All right, we have another question here. This one comes from Sam. Sam says, "Does having occasional productivity leaks "mean that there might be an undiscovered system "that might work even better than what you're doing?" So productivity leaks, what Sam means by this is some things get forgotten or you fall off the system for a little bit.

And in his elaboration, he makes clear, he wants to know, is this a problem? And he was struggling. He went through some hard periods with time block planning. So that was his particular motivation for those questions. He was like, "Is there things better? "Does that mean time block planning "is not the right system for me?" So Sam, I would say, usually the answer here would be no.

So unless your work is very repeatable and rigidly defined, I mean, you just do one thing and you do it in the same way every time, you're never gonna have a consistent, perfect match with your productivity systems. There'll be periods in which, let's say things are missed, there'll be periods where you fall off of the system for a while.

Like, so maybe you get crushed all of a sudden with some unexpected, big, urgent work, or there's a family emergency, or you get sick. I mean, there's all sorts of things that can happen that are gonna knock you off of some of your productivity systems. None of that's a problem.

None of that, I think, is a sign that your productivity system is somehow wrong. That's to be expected. Again, unless you're super rigid. I write one book every two years. All I do is I write every morning. And like, if you're super rigid, then maybe you worry about it.

But otherwise, there will be unforeseen circumstances and events in your work when your systems won't fully rise to the challenge. So what you are supposed to do in that situation is recover and regroup when you next get a chance. So you're crushed by this emergency that happens at work.

You fall off of your systems. The emergency concludes. You take a slow half day in the morning to get back on track. Let me clear out things, get my new weekly plan, get my task boards up and running, or whatever it is that you're using. Get back to doing my time block planning.

You recover and you regroup the next time you are able to come up for air. A corollary of that is don't beat yourself up during the hard time. Oh my God, why am I not time blocking? Oh my God, why am I not time blocking today? What about tomorrow?

Hey, when you're in the emergency, when you're in the hard period, when you're in the unusual circumstances, just you do what you need to do. The advantages of these systems aggregate over long periods of time. It's not a chain that if you break it, you lose everything. So you recover and regroup.

Now, when you do that regrouping, sure, that's a time when you can ask, is there tweaks that need to be made? You might look at your overall system and say this little piece of it here, I'm consistently not coming back to that, or that's not really helping, so let me get rid of that.

● ● ● ● ●

**STATED EXERCISE:** Please reproduce the productivity-leaks transcript word for word, starting at "So unless your" and ending at "that's a problem.". The lines after this point are separate material and not part of the transcript.

**INFORMATION SUPPLIED:**

● ● ● ● ●

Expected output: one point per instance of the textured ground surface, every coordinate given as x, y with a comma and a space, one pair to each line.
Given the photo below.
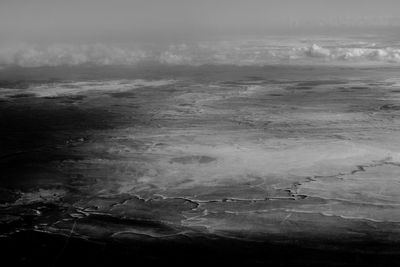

● ● ● ● ●

**FINISHED ANSWER:**
So unless your work is very repeatable and rigidly defined, I mean, you just do one thing and you do it in the same way every time, you're never gonna have a consistent, perfect match with your productivity systems. There'll be periods in which, let's say things are missed, there'll be periods where you fall off of the system for a while.

Like, so maybe you get crushed all of a sudden with some unexpected, big, urgent work, or there's a family emergency, or you get sick. I mean, there's all sorts of things that can happen that are gonna knock you off of some of your productivity systems. None of that's a problem.